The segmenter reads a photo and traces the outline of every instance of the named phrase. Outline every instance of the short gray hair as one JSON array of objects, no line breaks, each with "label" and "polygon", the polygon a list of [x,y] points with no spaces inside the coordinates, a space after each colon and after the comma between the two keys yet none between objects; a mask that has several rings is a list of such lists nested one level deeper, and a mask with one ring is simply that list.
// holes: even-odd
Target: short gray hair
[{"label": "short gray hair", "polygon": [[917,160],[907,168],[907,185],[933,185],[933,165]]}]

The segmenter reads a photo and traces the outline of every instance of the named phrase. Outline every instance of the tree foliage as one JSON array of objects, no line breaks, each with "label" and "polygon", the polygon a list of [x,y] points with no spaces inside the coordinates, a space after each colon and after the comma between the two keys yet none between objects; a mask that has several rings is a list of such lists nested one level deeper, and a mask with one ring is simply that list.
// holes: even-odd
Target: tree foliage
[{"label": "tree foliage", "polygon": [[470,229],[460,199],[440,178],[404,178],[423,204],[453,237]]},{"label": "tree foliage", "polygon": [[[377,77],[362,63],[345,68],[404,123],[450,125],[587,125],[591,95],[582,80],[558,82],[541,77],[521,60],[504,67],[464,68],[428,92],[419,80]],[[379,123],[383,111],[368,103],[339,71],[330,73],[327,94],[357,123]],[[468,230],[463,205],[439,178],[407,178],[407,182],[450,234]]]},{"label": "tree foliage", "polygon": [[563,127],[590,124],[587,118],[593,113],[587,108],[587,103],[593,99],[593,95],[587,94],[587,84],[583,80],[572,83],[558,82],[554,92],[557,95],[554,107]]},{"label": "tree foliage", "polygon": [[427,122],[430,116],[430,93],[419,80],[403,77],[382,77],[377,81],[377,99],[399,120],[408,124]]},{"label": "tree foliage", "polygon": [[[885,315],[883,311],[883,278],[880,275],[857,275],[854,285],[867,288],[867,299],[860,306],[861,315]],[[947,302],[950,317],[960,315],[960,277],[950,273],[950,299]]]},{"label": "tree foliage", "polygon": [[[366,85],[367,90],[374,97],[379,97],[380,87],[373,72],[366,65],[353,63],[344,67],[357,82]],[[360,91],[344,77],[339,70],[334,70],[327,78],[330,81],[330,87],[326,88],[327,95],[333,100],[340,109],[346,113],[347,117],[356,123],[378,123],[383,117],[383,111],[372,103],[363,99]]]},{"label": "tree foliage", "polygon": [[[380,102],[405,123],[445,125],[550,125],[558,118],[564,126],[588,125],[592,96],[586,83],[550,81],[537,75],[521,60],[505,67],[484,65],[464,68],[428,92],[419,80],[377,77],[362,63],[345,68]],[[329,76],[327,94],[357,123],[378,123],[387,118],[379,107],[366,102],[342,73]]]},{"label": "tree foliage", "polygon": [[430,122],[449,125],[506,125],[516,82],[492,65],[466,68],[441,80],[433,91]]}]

Stated task: In the data above, rewrite the lines from the line containing "of the tree" to the line containing "Target: tree foliage", replacing "segmenter" with "annotator" and leaving everything else unchanged. Provide only those lines.

Written reply:
The annotator reads a photo and traces the outline of every instance of the named phrase. Outline every instance of the tree foliage as one JSON array of objects, no line breaks, each with "label" and "polygon", the polygon a list of [x,y] points with no spaces inside the coordinates, a space after each colon and after the comma between the two keys yet none between objects; a mask that has several rings is a list of such lists nested one level deeper, and a mask with one ring is simply that list.
// holes: even-odd
Target: tree foliage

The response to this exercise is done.